GOAL OF THE EXERCISE: Copy the listing below, swapping "green leaf" for "yellow leaf" and leaving everything else unchanged.
· · · · · · ·
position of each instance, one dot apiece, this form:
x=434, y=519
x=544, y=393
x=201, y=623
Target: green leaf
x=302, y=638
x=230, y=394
· · · · · · ·
REPLY TO THE TASK:
position of each instance, one dot apiece, this form:
x=434, y=519
x=544, y=393
x=201, y=623
Target: yellow leaf
x=302, y=638
x=230, y=394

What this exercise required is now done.